TASK SET »
1) Print everything in the text about the Another Fine Mess project from "Shipsides and Beggs Projects, Fingers" down to "Fine Mess project.", word for word.
2) Carry on the text about the Another Fine Mess project from the point where it ends.

[[ DOCUMENT SECTION, beginning ]]

Neal Beggs and Dan Shipsides looking tired and dishevelled outside Dan’s shed in Belfast.
Shipsides and Beggs Projects, Fingers Grow Gnarled in the Watery Pass, 2020. Plywood structured frame and painted canvas, plywood paddles, 92.5 x 19.7 x 13.8 in. Courtesy of Shipsides and Beggs Projects.
This canoe structure is Shipsides and Beggs’ own design, based on a hybrid between a traditional Native American/Canadian canoe, a pioneer-era canoe, and a traditional Irish currach—a wooden frame over which material is stretched and painted. It’s one of two canoes made for the Another Fine Mess project.
These works are really paintings: painted canvas on stretcher.
This one refers to the "Bloody Pass," a secretive crossing place on the border where the artists crossed in their canoe. It is a place of a Williamite massacre, where the bodies of the Jacobean dead formed a land-bridge and the blood coloured the waters nearby. You now have to trespass, pushing through overgrowth and reeds to cross the border here, and the overwhelming feeling is of the spookiness of knowing the shallow waters hold the bodies of several hundred men.
Another Fine Mess is the latest chapter within a series of fictional narratives and themes explored through Shipsides and Beggs’ work. It follows on from Still Not Out of The Woods and fits alongside other narratives: The Iron Way and The Lament of the Accolade Tree.
Another Fine Mess was to be a new Shipsides and Beggs Projects exhibition—video, painting, interactive sculpture and audio work—deriving from their leftfield explorations of the terrains around the border between Northern Ireland and the Republic of Ireland with a wider extrapolation exploring the messiness of connections and migrations of culture, people, and textures, with particular interest in the reciprocity of Irish migration in respect to a foundling America. In this respect, it drew on previous work, an exploration of the Wabash Cannonball—an esoterically-named rock climbing route in the Mourne Mountains which led through granite, quartz, and iron to a tale of migration, railroad history, exploited labour, freedom, death coach mythology, and to the musicology of the landscape.

[[ DOCUMENT SECTION, end ]]
[[ RECORDS PROVIDED, beginning ]]

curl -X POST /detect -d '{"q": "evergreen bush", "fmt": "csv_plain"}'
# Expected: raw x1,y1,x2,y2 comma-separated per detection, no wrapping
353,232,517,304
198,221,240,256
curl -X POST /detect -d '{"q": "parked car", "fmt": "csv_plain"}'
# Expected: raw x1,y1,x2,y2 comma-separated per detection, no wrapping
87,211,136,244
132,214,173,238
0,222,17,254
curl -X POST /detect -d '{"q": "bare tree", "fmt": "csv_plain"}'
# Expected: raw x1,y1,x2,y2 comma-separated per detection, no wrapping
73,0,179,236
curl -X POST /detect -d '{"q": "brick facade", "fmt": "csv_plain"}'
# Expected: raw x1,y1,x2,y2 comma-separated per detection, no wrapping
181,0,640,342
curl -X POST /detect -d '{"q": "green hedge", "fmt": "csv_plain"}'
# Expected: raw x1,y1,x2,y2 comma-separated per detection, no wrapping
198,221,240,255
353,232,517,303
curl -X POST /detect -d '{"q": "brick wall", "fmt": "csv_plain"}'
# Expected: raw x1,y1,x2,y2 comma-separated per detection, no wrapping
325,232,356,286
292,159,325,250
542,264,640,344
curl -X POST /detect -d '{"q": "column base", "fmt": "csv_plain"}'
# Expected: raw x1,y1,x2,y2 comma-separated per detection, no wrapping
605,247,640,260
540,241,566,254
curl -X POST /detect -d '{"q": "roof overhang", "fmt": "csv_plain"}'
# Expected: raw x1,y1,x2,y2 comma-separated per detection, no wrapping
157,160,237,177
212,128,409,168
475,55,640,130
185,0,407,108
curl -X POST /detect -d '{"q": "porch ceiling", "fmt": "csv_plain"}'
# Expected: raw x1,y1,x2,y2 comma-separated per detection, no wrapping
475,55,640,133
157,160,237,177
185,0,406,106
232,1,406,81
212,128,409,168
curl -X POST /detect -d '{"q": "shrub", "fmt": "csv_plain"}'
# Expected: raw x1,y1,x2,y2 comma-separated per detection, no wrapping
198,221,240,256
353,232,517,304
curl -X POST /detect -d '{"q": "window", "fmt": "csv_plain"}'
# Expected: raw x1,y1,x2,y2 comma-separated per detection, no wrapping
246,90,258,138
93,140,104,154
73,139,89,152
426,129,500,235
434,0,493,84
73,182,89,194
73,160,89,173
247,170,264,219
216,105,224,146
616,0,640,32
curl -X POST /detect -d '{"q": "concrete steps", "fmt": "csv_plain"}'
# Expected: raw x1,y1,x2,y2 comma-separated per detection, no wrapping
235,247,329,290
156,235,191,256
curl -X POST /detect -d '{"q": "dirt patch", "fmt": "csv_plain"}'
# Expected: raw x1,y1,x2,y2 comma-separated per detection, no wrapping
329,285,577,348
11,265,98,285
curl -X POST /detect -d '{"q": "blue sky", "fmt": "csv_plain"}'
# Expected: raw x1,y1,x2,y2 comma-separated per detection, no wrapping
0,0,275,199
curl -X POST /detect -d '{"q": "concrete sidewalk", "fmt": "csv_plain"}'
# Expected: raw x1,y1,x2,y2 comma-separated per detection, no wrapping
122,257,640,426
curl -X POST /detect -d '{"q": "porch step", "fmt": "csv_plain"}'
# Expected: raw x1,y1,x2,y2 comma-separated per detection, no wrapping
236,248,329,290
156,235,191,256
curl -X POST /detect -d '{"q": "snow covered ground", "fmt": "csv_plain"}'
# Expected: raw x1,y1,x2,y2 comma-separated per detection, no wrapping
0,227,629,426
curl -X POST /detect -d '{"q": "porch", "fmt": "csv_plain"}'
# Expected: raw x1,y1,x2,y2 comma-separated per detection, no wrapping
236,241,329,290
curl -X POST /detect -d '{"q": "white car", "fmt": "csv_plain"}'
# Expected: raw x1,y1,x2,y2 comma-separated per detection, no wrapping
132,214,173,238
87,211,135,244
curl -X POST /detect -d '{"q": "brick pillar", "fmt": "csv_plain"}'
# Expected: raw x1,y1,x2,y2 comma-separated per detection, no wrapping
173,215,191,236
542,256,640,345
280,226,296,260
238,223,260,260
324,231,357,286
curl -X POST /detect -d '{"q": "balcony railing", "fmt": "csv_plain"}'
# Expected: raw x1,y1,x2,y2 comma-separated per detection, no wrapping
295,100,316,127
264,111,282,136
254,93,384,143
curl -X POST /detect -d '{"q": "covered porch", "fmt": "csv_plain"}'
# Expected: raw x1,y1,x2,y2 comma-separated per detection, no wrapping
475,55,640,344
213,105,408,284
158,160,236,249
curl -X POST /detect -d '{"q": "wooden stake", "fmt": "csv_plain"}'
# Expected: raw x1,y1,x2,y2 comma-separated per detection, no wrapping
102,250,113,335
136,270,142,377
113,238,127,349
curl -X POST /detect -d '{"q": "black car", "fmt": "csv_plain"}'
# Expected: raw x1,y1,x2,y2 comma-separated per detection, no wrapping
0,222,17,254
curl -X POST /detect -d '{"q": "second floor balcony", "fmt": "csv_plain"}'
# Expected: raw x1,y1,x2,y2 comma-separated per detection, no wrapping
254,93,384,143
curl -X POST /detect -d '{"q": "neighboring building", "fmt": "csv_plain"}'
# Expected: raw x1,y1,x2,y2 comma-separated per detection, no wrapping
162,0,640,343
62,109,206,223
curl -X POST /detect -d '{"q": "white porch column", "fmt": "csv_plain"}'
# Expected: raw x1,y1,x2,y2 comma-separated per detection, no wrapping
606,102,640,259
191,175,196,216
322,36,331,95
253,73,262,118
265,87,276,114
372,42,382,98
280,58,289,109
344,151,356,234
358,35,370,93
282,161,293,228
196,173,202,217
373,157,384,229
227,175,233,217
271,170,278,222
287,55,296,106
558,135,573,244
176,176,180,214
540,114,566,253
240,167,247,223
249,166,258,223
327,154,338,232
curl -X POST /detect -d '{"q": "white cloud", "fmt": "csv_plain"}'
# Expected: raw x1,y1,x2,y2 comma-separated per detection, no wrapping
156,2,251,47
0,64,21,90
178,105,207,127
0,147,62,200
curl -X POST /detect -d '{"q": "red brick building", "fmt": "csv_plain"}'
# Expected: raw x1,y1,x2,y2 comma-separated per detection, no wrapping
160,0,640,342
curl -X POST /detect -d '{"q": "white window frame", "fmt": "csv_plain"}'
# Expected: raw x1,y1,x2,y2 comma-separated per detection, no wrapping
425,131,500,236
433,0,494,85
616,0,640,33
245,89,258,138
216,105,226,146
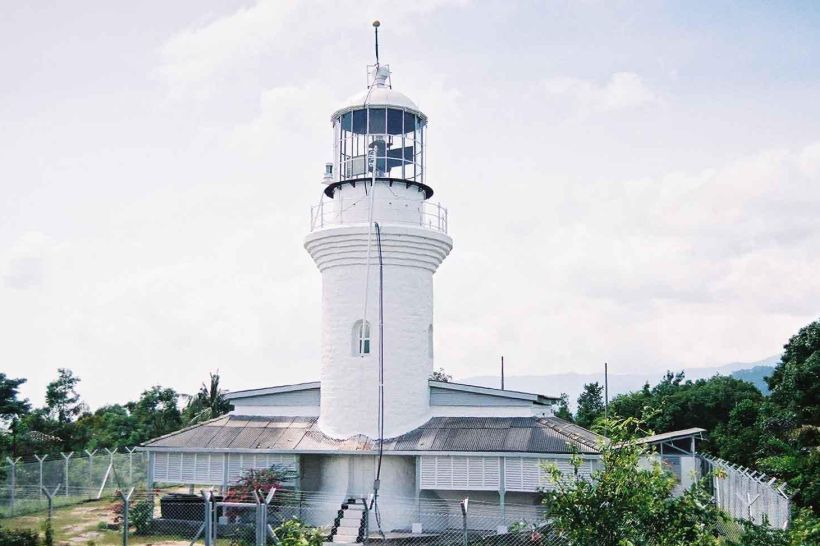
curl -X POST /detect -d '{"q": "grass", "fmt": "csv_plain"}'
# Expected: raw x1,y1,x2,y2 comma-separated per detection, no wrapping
0,499,199,546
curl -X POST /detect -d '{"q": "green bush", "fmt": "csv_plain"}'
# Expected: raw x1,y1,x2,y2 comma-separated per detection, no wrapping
274,518,326,546
0,529,40,546
128,500,154,535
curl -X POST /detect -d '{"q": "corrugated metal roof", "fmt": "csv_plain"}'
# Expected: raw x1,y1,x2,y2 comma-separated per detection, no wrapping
143,415,602,453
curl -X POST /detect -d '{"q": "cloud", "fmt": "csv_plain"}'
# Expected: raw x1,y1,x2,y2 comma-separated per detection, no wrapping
436,143,820,375
542,72,658,114
157,0,467,99
2,231,51,290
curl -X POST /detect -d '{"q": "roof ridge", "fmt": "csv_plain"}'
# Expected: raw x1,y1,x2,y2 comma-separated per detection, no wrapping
137,413,227,447
538,416,606,450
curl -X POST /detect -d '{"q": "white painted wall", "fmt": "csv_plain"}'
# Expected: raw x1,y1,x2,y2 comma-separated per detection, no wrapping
305,184,452,438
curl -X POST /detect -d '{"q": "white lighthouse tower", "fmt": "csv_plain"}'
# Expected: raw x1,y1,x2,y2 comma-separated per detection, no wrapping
305,40,453,438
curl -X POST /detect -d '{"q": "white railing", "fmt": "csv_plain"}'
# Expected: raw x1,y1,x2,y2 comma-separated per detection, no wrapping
310,197,448,233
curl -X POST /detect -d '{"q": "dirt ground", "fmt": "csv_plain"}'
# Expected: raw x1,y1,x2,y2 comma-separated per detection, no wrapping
0,500,190,546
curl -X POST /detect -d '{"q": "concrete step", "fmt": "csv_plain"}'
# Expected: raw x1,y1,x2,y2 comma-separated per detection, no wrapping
336,526,359,537
339,516,362,529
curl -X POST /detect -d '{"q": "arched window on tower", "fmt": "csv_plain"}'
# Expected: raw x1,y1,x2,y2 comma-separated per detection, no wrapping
353,320,370,356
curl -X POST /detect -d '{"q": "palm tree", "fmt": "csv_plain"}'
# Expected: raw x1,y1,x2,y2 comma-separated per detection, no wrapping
185,370,233,424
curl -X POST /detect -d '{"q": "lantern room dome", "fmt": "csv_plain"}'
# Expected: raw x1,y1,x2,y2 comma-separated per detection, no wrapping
331,85,427,120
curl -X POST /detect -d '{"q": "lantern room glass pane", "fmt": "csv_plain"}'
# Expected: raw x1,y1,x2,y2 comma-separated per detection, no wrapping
351,110,367,135
387,108,404,135
370,108,387,135
404,112,416,133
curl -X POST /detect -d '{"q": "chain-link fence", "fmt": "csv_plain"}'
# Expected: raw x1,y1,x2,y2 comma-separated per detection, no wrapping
93,489,564,546
0,449,148,517
701,455,791,529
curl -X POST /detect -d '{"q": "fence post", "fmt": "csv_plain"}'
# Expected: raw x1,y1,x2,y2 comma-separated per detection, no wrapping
119,487,134,546
258,487,276,546
362,495,373,545
6,457,20,516
201,491,213,546
60,451,74,497
83,449,97,485
461,499,470,546
125,447,137,485
34,455,48,500
40,483,60,524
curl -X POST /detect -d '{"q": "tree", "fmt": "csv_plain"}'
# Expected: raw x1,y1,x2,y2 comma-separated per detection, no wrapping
575,381,604,428
757,320,820,514
430,368,453,383
72,404,138,452
766,320,820,427
544,418,721,546
46,368,86,424
0,372,31,421
126,385,182,442
555,392,575,423
184,370,233,424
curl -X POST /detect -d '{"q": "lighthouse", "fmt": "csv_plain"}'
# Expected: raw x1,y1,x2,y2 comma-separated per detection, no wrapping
305,47,453,438
146,23,620,528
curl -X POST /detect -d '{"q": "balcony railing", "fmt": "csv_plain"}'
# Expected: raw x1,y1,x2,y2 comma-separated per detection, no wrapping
310,197,447,233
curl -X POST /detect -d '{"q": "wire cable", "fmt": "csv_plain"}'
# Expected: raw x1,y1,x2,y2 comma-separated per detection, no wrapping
373,222,385,539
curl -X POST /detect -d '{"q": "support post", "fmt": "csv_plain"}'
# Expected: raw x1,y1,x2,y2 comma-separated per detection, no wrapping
6,457,20,516
34,455,48,500
120,487,134,546
461,499,470,546
145,451,156,519
497,457,507,534
60,451,74,497
415,455,421,525
83,449,97,487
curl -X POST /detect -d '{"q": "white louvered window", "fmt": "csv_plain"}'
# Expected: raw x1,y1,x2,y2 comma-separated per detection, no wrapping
154,453,299,485
504,457,592,492
421,455,501,491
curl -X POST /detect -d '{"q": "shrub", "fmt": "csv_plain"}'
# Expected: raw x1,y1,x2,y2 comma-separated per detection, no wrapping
0,529,40,546
274,518,326,546
128,499,154,535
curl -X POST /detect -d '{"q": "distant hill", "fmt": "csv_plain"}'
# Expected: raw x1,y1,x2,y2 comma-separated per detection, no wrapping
732,366,774,394
454,355,780,406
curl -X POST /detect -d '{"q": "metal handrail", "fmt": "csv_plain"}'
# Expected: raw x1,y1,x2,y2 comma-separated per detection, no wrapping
310,198,449,234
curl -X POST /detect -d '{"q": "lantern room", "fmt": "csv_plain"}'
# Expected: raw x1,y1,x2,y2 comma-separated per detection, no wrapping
325,65,433,198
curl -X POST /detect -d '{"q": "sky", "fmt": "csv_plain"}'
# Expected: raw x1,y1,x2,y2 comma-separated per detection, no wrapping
0,0,820,407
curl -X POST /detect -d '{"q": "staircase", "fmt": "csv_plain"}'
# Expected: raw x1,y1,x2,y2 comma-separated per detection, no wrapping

[[ RECORDS PROVIDED, end ]]

YOUR RESPONSES »
1)
Shipsides and Beggs Projects, Fingers Grow Gnarled in the Watery Pass, 2020. Plywood structured frame and painted canvas, plywood paddles, 92.5 x 19.7 x 13.8 in. Courtesy of Shipsides and Beggs Projects.
This canoe structure is Shipsides and Beggs’ own design, based on a hybrid between a traditional Native American/Canadian canoe, a pioneer-era canoe, and a traditional Irish currach—a wooden frame over which material is stretched and painted. It’s one of two canoes made for the Another Fine Mess project.

2)
The exhibition fell foul to COVID-19 and perhaps therefore in absence marks a time where everything changed. The crated physical work made it only as far as Dublin Airport whilst the video Where the Lines End and audio work The Crossings have moved on to absorb the new realties.
The audio work explores the topography of the Irish border using mapping, computer programming and musical composition to create an audio work, as a vinyl disc, which transposes elevation data of the border into music, in a poetic sense, as though a record needle was dragged across the surface of the terrain. The video artwork captures much of the strangeness of the subject matter and the changing world thereafter. It initially draws from a road trip where the artists explored the borderlands by foot, van and canoe, re-treading the landscapes, mythologies and geologies of both a fluid place of imagination and a concrete place of fact. Completed during the lockdown era, both of these works absorb and display the rapidly changing effects of a global crisis.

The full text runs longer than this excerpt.